**Quoted passage:**
____

AWS Machine Learning Blog

Automatic image cropping with Amazon Rekognition

Digital publishers are continuously looking for ways to streamline and automate their media workflows in order to generate and publish new content as rapidly as they can.

Many publishers have a large library of stock images that they use for their articles. These images can be reused many times for different stories, especially when the publisher has images of celebrities. Quite often, a journalist may need to crop out a desired celebrity from an image to use for their upcoming story. This is a manual, repetitive task that should be automated. Sometimes, an author may want to use an image of a celebrity, but it contains two people and the primary celebrity needs to be cropped from the image. Other times, celebrity images might need to be reformatted for publishing to a variety of platforms like mobile, social media, or digital news. Additionally, an author may need to change the image aspect ratio or put the celebrity in crisp focus.

____

**Dataset records:**
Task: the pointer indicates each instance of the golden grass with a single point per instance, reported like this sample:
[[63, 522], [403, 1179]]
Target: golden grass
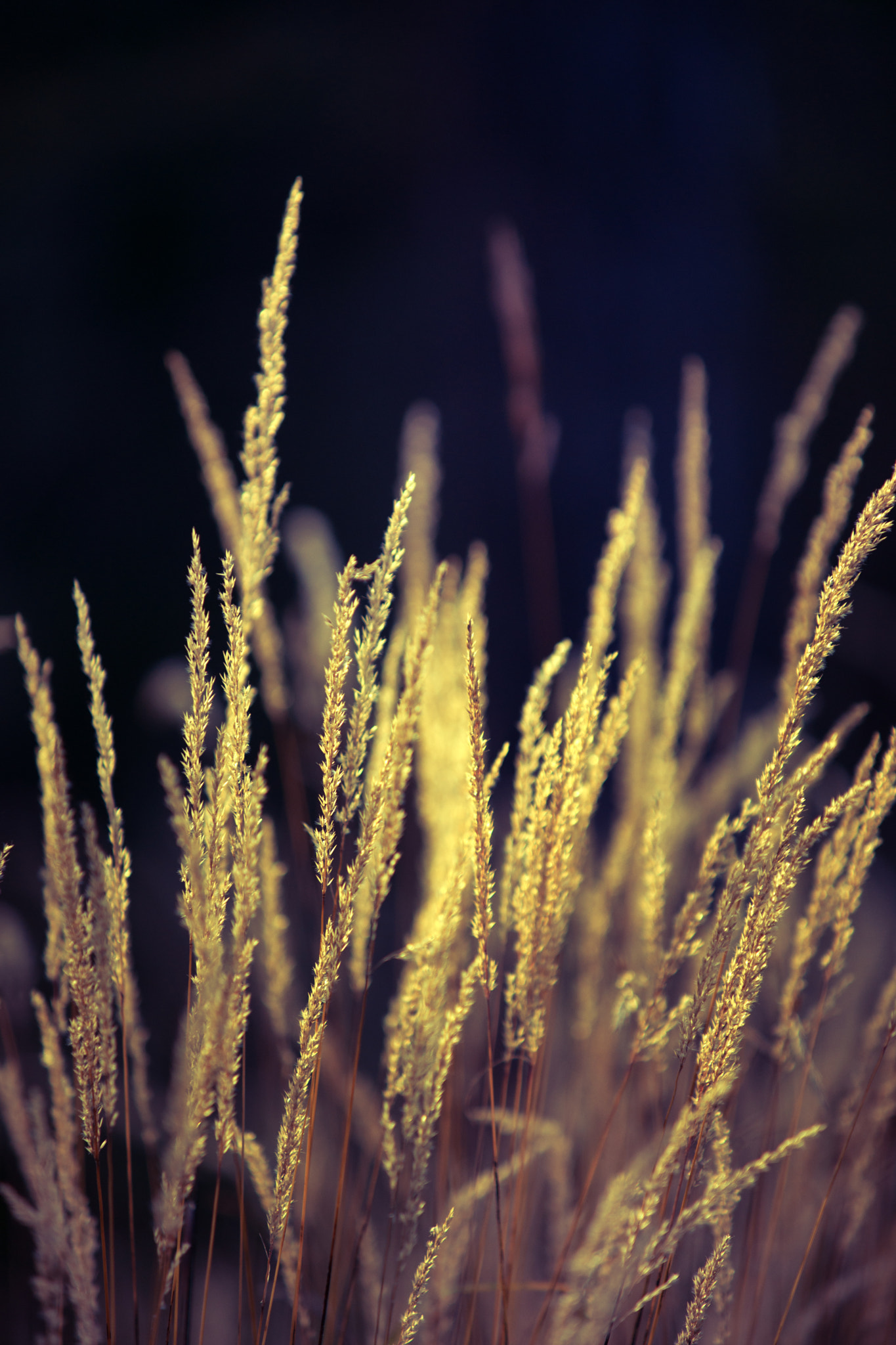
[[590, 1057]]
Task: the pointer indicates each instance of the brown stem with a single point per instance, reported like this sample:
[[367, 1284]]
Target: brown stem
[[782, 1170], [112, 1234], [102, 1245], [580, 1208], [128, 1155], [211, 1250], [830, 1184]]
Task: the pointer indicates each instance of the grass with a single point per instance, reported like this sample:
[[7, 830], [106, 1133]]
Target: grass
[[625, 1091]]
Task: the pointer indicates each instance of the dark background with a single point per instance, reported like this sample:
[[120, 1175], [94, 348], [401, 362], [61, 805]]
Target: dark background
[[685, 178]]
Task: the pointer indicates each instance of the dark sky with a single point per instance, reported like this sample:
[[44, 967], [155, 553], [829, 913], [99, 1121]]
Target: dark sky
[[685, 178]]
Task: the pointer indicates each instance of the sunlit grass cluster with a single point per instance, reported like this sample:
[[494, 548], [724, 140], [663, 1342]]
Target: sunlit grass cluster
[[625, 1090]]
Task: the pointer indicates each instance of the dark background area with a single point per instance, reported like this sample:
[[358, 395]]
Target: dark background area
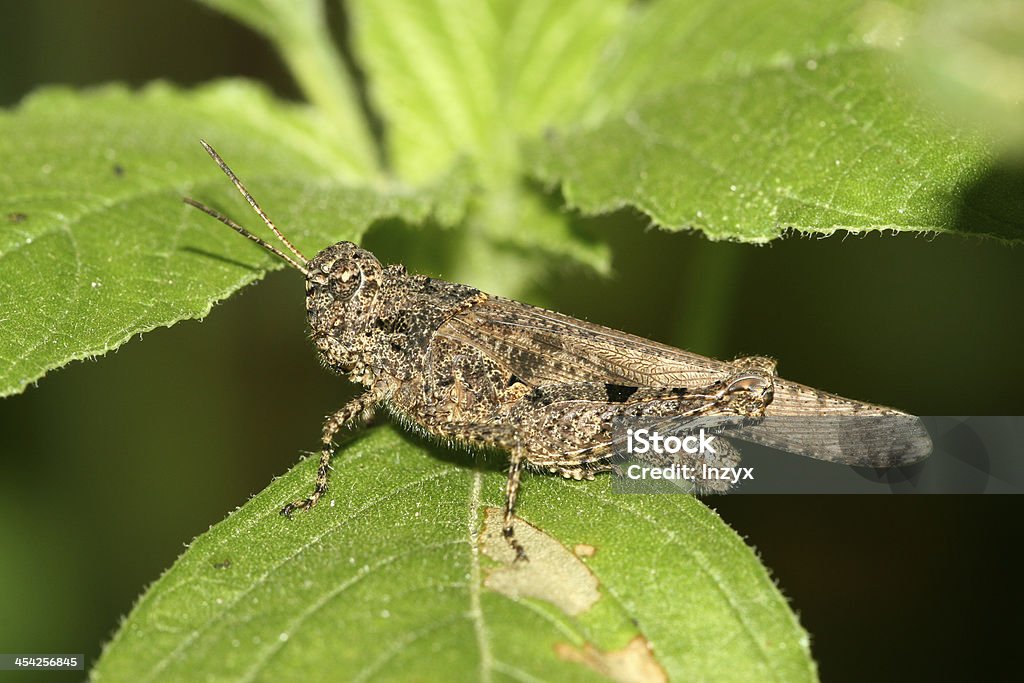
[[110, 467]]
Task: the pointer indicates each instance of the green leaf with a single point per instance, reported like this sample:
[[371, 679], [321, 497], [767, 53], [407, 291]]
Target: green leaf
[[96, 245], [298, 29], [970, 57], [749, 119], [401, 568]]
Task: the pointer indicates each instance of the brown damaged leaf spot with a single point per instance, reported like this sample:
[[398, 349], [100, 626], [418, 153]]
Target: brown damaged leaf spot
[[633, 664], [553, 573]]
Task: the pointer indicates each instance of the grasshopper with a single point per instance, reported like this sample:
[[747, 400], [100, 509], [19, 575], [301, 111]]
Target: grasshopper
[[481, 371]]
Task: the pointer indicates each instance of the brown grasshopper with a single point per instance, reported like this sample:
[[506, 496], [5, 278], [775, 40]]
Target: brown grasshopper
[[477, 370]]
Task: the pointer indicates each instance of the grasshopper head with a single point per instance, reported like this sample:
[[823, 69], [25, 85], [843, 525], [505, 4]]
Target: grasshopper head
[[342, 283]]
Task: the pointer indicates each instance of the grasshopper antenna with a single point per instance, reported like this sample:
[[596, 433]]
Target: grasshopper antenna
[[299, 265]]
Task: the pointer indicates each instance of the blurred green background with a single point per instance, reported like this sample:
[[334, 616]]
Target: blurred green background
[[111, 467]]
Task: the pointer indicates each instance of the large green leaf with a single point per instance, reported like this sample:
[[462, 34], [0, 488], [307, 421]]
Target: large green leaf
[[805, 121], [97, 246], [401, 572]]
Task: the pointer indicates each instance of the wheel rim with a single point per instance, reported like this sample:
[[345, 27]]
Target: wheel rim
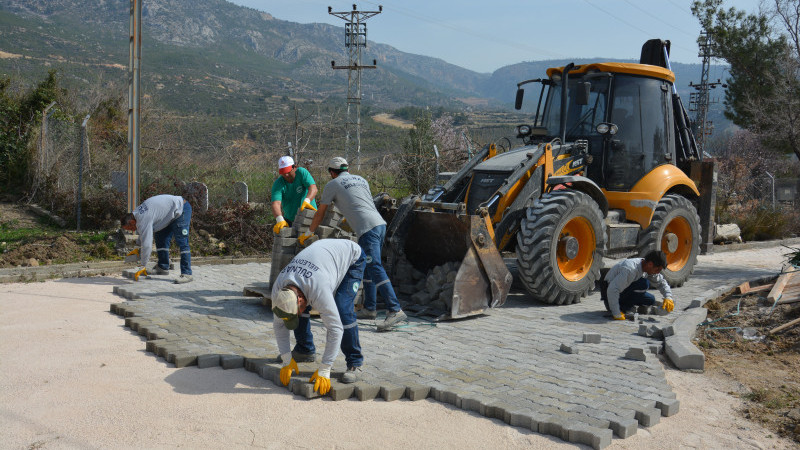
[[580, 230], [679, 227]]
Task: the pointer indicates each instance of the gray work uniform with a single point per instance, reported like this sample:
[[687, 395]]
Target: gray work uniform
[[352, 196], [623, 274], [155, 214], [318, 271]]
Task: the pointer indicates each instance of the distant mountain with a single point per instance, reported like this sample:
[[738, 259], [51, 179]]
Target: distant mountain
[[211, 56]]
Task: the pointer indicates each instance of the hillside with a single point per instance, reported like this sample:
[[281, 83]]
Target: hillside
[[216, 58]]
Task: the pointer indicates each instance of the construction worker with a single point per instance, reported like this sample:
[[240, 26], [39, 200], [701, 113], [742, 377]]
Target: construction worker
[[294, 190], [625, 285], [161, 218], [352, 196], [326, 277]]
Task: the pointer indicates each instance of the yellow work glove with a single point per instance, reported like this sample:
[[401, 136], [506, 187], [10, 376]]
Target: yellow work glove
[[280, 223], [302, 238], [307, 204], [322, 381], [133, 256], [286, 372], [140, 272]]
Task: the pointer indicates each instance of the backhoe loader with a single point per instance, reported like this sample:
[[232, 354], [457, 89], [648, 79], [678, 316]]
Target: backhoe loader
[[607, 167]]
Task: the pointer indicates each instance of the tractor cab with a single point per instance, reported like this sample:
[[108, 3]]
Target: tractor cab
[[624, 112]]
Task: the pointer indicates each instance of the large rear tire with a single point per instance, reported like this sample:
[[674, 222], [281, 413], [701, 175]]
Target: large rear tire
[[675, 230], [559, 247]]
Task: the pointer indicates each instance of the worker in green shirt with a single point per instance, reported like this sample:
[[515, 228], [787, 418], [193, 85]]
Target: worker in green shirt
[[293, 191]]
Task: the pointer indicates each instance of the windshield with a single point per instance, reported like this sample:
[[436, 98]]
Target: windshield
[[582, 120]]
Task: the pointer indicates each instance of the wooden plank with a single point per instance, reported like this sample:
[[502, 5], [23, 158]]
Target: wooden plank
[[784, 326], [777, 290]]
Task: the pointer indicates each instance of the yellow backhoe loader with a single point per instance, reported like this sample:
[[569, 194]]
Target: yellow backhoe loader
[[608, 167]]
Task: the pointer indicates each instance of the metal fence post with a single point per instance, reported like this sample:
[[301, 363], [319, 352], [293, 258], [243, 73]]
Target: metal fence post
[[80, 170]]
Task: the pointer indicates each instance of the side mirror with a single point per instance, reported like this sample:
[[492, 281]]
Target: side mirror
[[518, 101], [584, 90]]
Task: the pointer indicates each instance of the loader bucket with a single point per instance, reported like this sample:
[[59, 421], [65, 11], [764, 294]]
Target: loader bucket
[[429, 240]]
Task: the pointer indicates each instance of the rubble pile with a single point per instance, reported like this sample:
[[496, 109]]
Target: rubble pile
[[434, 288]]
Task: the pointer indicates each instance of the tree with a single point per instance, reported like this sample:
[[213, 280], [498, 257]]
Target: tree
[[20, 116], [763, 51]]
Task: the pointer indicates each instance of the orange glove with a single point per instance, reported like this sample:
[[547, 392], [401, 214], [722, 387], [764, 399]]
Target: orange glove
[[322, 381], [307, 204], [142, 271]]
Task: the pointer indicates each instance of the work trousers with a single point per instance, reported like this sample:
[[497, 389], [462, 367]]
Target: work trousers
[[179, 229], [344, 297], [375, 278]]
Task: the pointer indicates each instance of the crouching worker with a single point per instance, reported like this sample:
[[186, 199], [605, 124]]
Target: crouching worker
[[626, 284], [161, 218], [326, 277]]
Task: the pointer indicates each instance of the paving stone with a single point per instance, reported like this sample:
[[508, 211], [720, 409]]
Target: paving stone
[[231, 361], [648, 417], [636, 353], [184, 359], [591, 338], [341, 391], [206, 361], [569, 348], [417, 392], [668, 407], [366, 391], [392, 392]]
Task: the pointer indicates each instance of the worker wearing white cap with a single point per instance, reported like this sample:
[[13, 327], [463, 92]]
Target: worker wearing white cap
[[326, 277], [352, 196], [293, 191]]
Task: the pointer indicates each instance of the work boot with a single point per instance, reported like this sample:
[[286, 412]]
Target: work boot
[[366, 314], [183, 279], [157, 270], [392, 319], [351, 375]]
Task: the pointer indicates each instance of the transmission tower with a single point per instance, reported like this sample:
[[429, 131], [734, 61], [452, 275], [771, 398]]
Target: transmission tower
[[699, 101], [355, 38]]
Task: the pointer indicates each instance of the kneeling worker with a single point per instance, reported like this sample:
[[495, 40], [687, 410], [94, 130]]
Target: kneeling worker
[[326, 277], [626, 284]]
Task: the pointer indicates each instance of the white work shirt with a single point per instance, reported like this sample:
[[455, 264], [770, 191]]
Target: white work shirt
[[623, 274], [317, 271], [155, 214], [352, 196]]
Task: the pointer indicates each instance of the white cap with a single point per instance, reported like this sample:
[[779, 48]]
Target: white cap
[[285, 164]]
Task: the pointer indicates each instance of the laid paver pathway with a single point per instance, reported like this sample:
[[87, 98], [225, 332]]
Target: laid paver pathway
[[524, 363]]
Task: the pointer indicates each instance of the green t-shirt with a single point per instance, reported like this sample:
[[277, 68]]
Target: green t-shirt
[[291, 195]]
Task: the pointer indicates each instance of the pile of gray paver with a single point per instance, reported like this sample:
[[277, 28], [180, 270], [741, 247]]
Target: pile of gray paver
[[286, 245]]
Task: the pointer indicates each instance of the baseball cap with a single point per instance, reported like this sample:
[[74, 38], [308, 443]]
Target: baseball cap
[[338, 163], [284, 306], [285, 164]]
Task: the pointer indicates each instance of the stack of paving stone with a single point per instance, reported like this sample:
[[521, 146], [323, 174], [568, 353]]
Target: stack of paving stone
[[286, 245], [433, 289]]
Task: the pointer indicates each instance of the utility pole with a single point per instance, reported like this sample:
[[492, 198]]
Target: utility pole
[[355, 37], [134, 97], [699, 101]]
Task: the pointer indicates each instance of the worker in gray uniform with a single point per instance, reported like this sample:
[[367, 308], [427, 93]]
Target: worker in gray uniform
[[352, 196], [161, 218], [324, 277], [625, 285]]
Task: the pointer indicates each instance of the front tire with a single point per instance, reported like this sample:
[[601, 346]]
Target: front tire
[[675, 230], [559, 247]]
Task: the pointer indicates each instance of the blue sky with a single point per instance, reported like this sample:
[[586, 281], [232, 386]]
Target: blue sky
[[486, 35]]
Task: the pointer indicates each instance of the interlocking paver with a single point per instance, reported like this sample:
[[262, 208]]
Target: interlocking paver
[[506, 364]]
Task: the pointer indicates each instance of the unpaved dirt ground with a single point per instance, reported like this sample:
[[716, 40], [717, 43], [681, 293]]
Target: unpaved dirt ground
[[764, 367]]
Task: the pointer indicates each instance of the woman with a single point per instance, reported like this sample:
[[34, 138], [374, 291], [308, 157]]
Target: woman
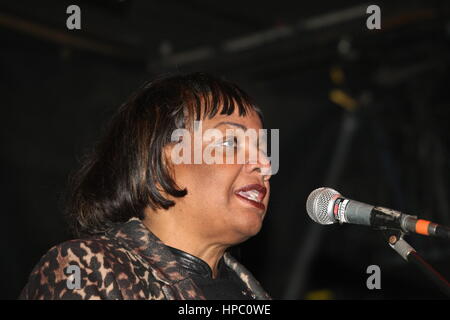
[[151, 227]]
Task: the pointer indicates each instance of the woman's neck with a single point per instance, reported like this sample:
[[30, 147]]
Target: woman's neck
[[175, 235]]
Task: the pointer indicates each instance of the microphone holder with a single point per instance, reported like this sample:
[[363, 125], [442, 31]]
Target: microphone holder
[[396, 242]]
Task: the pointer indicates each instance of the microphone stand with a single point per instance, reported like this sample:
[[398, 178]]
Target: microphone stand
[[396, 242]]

____

**Task instructions:**
1. Please reproduce the image-cropping article from "Digital publishers are" to "as they can.", swapping "media workflows" for "editorial workflows".
2. In the image-cropping article, how is the job of cropping a desired celebrity out of an image described?
3. Extend the image-cropping article, picking up right after its last sentence.

**Answers per task:**
1.
Digital publishers are continuously looking for ways to streamline and automate their editorial workflows in order to generate and publish new content as rapidly as they can.

2. As a manual, repetitive task that should be automated.

3.
In this post, we demonstrate how to use Amazon Rekognition to perform image analysis. Amazon Rekognition makes it easy to add this capability to your applications without any machine learning (ML) expertise and comes with various APIs to fulfil use cases such as object detection, content moderation, face detection and analysis, and text and celebrity recognition, which we use in this example.

The celebrity recognition feature in Amazon Rekognition automatically recognizes tens of thousands of well-known personalities in images and videos using ML. Celebrity recognition can detect not just the presence of the given celebrity but also the location within the image.

Overview of solution

In this post, we demonstrate how we can pass in a photo, a celebrity name, and an aspect ratio for the outputted image to be able to generate a cropped image of the given celebrity capturing their face in the center.

When working with the Amazon Rekognition celebrity detection API, many elements are returned in the response. The following are some key response elements:

  • MatchConfidence – A match confidence score that can be used to control API behavior. We recommend applying a suitable threshold to this score in your application to choose your preferred operating point. For example, by setting a threshold of 99%, you can eliminate false positives but may miss some potential matches.
  • Name, Id, and Urls – The celebrity name, a unique Amazon Rekognition ID, and list of URLs such as the celebrity’s IMDb or Wikipedia link for further information.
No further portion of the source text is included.